In some embodiments, as shown in fig. 2B, the publish-subscribe model module 228 of the second daemon 222 may include a control engine 2282, and the control engine 2282 is responsible for determining whether the application opened, closed and operated by the user is the current application of the operating system or the cross-system application, and is responsible for setting and determining the environment variable.

The publish-subscribe model module 228 may further include an application state control module 2284 and an application operation control module 2286, the events published and subscribed by the application state control module 2284 include events such as uninstallation, installation and update of applications, and the application operation control module 2286 is responsible for events such as opening, closing and operation of applications. Different events are distributed to different modules by control engine 2282. Similarly, the publish-subscribe model module 218 may further include an application state control module 2184 and an application operation control module 2186, having similar functionality to the application state control module 2284 and the application operation control module 2286, respectively.

The underlying layers of the publish- subscribe model modules 218 and 228 of the first and second operating systems both use the USB protocol and can be modeled as a time node on which are located event queues 2188 and 2288 responsible for accepting events passed over the USB buses 2190 and 2290.

A display unit 106 electrically coupled to the second processing unit 104. The display unit 106 may display the rendered first application and a second application in the second operating system 220, where the second application is an application program running in the second operating system 220.

Fig. 3 shows a schematic diagram of an exemplary interface 300 according to an embodiment of the present disclosure. As shown in FIG. 3, the applications in the two operating systems are shown in interface 300, with second applications 302, 304, and 306 in the second operating system shown in the top half of interface 300 and first applications 308, 310, 312, and 314 in the first operating system shown in the bottom half of interface 300.

By exposing applications in both operating systems in the same interface 300, a user can conveniently select applications in different operating systems without having to switch between the two operating systems.

It should be noted that fig. 3 shows only a schematic diagram of the interface shown for the display unit 106. It is understood that the interface 300 can flexibly adjust the layout according to the requirement, for example, the system identifiers, i.e., "first operating system" and "second operating system" can be removed, or the first application and the second application can be mixed and arranged together, so that the user can have no perception of the cross-operating system as if they were running on one operating system.

***

**What the task requires**.
Rewrite the passage on cross-system applications, starting with "A display unit" and going on through "operating system 220.", with "display unit" changed to "display module".

**Data extract**.
***

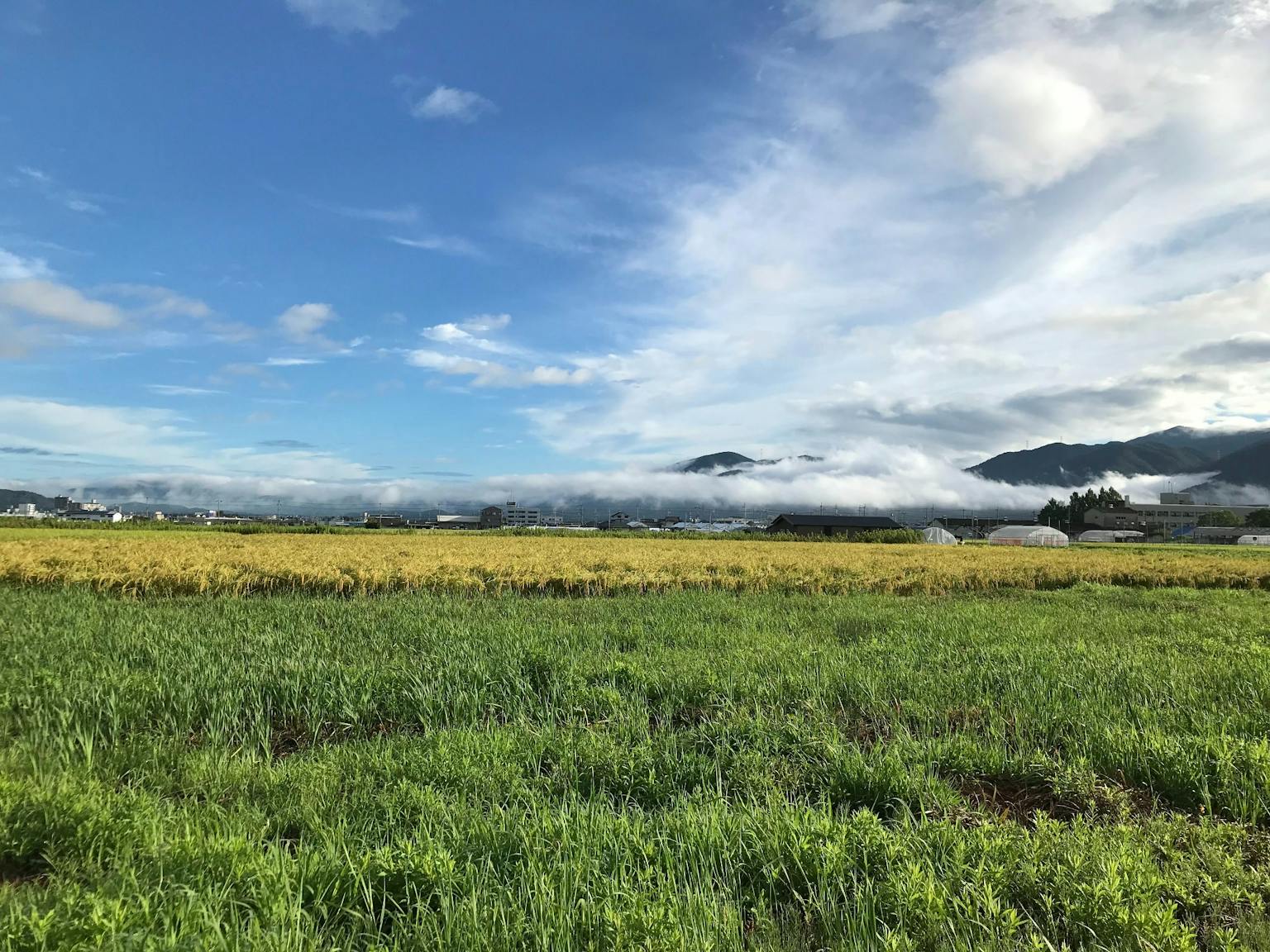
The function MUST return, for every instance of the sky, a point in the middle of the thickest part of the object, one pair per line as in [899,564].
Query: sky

***

**Output of the task**.
A display module 106 electrically coupled to the second processing unit 104. The display module 106 may display the rendered first application and a second application in the second operating system 220, where the second application is an application program running in the second operating system 220.